** Opening DOCUMENT SECTION block **

U.S. BANKS Tax law: big paper losses, long-term gains
Big U.S. banks have been reporting billions of dollars in paper losses this month as they are forced to come into compliance with the new tax law. And while the losses are massive, they were largely expected, and bank executives say the new tax law will be good for banks as well as the economy in the long run.
The biggest loser so far has been Citigroup, which reported Tuesday an $18 billion loss largely due to the tax law. The actual write-downs were even larger than that, more than $22 billion just in the quarter. It was one of the largest quarterly losses in Citi’s history.
The charges that these banks are taking fall into two categories.
The lion’s share is tied to what’s known as deferred tax assets. During the financial crisis nearly a decade ago, banks racked up billions of dollars in losses from soured mortgages and other toxic assets. These losses, under U.S. tax law, can be converted into credits to be used to lower their tax bills in the future.

** Closing DOCUMENT SECTION block **

• REQUIRED WORK
- 1) Repeat the article on bank tax losses, starting with "The biggest loser" and going on through "in Citi’s history.".
- 2) Answer these questions from the article on bank tax losses:
(a) How large a loss did Citigroup report on Tuesday?
(b) How many categories do the banks' charges fall into?
(c) When did banks rack up billions of dollars in losses from soured mortgages and other toxic assets?
- 3) From the body of the article on bank tax losses (not its headline), list every sentence that contains the word "losses".

** Opening DATA PROVIDED block **

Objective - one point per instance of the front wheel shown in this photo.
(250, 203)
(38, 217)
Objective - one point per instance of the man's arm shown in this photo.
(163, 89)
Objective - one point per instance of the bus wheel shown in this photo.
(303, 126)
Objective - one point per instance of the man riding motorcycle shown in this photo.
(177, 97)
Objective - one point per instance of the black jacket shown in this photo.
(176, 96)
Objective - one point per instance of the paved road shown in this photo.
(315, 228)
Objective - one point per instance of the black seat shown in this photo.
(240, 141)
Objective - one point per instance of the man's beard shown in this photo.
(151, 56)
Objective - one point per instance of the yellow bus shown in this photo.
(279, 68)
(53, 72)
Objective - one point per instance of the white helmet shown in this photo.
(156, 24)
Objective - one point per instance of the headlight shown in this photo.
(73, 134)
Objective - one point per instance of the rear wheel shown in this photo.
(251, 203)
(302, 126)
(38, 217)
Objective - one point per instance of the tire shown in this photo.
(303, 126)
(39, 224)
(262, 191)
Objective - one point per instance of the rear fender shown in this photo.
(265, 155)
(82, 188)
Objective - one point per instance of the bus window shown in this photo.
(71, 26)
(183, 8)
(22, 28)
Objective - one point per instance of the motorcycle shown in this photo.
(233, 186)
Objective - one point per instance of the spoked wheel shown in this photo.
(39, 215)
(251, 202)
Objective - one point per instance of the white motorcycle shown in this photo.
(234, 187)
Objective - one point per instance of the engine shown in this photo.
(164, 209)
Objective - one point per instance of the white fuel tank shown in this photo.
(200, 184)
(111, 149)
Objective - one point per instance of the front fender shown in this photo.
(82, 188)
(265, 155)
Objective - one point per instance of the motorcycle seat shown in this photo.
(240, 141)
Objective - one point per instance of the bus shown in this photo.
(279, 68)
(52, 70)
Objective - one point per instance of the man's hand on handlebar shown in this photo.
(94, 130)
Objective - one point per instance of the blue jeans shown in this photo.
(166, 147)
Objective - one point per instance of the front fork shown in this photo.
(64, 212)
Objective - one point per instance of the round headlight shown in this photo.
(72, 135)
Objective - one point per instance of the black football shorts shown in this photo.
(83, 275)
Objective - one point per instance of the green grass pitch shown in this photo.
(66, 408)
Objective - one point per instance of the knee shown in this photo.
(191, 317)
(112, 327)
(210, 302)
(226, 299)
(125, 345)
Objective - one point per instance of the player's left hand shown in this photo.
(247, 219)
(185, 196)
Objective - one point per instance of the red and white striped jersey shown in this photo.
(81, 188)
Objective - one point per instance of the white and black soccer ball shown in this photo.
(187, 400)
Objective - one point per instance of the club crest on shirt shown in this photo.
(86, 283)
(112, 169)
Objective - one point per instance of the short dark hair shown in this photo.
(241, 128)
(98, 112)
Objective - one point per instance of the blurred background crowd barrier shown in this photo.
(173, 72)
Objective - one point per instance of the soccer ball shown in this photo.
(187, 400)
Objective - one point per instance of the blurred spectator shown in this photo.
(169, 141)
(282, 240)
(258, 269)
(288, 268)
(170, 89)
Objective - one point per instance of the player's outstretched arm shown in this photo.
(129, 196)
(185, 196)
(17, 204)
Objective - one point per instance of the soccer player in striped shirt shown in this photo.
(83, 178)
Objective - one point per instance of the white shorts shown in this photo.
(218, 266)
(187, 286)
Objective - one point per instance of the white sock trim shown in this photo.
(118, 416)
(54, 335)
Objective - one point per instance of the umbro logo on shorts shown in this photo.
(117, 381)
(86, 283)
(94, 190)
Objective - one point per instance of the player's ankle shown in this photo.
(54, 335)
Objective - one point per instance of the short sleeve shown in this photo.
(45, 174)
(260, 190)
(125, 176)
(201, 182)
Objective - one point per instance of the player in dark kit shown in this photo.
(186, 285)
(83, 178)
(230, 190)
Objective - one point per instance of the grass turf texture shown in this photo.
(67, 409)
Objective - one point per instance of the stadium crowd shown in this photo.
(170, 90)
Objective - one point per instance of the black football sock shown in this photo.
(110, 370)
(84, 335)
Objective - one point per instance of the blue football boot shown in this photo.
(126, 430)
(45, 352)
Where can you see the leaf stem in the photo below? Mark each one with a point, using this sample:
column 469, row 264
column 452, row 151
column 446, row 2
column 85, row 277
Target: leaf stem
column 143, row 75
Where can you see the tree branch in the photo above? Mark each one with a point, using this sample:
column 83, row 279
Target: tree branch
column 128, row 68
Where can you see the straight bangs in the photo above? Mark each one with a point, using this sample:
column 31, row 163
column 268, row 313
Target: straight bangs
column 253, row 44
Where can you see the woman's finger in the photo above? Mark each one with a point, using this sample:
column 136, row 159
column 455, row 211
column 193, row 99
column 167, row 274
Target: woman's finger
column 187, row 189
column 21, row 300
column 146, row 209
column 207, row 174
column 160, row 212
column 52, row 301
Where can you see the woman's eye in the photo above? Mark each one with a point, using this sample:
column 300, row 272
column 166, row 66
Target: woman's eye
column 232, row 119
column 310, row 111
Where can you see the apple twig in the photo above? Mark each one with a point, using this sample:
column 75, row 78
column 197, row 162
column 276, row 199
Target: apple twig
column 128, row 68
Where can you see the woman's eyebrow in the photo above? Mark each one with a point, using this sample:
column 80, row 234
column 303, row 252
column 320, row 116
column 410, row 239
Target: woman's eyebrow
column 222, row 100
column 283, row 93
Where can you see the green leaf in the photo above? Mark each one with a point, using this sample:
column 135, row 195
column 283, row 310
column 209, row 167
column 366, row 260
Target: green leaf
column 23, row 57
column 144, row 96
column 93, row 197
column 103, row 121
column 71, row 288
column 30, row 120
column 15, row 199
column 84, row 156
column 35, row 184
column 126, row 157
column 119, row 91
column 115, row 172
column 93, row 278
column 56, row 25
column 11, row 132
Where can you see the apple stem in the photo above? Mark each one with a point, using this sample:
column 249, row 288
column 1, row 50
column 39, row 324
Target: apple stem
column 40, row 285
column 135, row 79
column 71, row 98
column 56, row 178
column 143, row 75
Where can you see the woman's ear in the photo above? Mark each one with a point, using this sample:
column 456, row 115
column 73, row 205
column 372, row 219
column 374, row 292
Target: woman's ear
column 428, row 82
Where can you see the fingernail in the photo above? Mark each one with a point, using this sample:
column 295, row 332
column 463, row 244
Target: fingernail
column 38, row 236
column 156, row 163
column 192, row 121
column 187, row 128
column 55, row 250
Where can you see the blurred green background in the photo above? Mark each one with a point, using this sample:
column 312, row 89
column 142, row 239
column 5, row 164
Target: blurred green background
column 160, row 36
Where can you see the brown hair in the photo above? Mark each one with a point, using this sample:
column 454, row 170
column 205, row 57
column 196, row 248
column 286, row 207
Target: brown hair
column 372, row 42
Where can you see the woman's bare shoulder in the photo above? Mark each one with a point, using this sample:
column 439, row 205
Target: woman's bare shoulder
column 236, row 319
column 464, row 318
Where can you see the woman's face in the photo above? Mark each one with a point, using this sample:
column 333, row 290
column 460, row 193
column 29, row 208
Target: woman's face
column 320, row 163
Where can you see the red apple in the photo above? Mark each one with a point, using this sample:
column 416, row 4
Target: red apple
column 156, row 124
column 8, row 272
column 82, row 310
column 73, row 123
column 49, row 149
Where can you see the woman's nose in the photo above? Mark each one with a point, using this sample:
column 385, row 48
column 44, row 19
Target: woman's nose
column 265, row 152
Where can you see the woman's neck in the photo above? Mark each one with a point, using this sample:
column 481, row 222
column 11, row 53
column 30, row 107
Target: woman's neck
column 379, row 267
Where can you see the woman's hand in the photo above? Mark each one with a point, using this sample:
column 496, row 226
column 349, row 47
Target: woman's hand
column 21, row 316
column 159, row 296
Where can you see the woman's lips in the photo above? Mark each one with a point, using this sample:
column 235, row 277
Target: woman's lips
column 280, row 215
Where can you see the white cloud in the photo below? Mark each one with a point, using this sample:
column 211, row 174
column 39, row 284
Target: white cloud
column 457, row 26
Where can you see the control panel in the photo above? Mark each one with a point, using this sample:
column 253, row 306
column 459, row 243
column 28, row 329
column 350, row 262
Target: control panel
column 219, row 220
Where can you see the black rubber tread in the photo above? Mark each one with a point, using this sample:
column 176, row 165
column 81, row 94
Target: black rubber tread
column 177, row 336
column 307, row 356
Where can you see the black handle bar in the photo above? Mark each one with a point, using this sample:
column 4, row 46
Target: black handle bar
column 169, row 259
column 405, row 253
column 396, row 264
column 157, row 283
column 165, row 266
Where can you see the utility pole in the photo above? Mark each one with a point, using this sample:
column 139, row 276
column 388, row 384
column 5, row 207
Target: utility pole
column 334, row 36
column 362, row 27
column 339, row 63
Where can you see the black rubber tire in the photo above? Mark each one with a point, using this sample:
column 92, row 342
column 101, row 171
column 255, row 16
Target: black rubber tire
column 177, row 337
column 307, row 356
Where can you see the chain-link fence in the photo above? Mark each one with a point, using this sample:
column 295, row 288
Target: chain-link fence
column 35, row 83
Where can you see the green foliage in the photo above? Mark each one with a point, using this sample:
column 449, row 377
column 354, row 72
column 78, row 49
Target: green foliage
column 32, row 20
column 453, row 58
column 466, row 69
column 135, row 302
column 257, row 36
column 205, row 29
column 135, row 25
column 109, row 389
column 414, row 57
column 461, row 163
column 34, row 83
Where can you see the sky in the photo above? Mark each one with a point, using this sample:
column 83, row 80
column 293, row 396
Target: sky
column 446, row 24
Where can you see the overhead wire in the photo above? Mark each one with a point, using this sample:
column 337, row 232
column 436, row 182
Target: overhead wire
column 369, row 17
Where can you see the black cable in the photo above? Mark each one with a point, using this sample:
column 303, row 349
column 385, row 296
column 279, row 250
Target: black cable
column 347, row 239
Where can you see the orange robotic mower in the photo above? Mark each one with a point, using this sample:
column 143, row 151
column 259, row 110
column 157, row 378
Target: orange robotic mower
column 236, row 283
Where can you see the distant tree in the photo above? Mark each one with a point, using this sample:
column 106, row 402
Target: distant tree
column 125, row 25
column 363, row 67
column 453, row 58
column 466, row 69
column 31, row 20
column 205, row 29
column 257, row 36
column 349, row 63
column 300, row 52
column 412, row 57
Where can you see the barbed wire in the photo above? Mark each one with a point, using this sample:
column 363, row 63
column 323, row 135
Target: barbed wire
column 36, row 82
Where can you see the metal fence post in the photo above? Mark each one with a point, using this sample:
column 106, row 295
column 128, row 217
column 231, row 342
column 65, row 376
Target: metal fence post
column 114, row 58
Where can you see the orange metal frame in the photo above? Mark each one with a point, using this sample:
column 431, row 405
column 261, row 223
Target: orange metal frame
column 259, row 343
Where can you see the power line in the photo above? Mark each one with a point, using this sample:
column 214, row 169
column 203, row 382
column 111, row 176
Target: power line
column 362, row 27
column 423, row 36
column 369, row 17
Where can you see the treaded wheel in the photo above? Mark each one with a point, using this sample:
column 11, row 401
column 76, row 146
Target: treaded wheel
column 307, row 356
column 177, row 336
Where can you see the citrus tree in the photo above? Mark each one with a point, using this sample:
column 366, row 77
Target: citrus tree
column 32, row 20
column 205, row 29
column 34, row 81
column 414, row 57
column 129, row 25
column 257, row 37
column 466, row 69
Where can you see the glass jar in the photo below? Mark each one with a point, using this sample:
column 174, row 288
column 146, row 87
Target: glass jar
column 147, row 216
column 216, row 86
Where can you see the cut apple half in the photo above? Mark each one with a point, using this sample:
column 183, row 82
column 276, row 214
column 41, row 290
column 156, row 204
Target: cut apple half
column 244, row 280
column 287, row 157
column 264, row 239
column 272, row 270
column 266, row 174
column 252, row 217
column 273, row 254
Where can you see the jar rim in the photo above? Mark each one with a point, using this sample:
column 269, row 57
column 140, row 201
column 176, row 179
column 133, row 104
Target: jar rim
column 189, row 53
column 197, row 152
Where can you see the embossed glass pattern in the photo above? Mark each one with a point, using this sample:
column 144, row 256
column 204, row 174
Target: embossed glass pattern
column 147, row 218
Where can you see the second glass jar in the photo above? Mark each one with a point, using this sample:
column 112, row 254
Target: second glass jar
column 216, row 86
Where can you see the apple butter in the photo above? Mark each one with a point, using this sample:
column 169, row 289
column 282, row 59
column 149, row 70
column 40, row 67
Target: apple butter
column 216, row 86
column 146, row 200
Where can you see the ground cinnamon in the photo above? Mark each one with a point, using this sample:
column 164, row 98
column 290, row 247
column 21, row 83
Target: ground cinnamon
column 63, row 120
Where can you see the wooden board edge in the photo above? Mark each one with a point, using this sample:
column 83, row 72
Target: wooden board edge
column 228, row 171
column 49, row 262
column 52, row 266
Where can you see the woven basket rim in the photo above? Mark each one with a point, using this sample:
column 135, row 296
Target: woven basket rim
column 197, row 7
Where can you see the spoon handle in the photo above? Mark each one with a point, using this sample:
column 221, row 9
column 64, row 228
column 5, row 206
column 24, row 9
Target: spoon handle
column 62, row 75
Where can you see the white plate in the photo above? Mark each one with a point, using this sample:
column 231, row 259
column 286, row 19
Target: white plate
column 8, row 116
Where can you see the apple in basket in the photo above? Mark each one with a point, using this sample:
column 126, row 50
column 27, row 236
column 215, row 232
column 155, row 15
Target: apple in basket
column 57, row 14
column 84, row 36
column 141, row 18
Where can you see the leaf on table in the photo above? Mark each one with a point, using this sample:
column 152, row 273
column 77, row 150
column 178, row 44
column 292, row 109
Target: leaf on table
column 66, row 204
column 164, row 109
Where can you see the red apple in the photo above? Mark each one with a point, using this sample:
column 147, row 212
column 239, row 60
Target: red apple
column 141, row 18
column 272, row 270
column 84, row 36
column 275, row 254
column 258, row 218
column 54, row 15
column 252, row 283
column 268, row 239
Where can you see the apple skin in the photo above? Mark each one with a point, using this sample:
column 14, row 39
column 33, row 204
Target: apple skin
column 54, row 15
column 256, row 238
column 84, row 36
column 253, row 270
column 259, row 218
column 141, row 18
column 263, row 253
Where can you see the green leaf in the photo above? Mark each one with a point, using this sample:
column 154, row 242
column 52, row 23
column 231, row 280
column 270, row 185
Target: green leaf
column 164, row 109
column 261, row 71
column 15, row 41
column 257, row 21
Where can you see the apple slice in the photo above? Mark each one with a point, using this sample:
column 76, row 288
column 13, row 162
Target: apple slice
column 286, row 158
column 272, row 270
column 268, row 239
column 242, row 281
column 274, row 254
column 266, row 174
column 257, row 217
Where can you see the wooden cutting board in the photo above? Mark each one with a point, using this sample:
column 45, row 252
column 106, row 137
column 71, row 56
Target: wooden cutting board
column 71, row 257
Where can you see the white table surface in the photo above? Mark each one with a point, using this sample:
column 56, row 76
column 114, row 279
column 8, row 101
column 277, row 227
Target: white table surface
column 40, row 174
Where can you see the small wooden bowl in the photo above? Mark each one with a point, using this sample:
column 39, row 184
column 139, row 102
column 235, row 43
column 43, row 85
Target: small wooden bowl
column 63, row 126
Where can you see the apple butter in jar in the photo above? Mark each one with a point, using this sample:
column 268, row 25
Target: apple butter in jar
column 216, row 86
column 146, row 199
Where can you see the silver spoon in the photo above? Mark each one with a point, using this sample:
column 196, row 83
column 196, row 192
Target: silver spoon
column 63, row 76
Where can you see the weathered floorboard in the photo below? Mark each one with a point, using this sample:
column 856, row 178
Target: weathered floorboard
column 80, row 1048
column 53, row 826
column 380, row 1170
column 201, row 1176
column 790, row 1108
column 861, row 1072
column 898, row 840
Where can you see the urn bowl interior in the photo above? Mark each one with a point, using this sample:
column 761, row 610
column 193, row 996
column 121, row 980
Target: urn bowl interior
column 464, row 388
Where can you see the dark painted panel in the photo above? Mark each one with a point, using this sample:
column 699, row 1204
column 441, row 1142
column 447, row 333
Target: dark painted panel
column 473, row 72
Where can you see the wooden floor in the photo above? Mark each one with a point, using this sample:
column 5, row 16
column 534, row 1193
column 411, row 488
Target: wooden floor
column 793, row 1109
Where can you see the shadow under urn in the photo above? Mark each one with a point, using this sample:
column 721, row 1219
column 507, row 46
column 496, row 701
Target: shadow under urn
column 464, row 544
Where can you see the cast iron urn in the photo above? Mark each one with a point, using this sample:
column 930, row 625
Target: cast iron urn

** Closing DATA PROVIDED block **

• SOLVED PROBLEMS
- 1)
The biggest loser so far has been Citigroup, which reported Tuesday an $18 billion loss largely due to the tax law. The actual write-downs were even larger than that, more than $22 billion just in the quarter. It was one of the largest quarterly losses in Citi’s history.

- 2)
(a) $18 billion.
(b) Two.
(c) During the financial crisis nearly a decade ago.

- 3)
- Big U.S. banks have been reporting billions of dollars in paper losses this month as they are forced to come into compliance with the new tax law.
- And while the losses are massive, they were largely expected, and bank executives say the new tax law will be good for banks as well as the economy in the long run.
- It was one of the largest quarterly losses in Citi's history.
- During the financial crisis nearly a decade ago, banks racked up billions of dollars in losses from soured mortgages and other toxic assets.
- These losses, under U.S. tax law, can be converted into credits to be used to lower their tax bills in the future.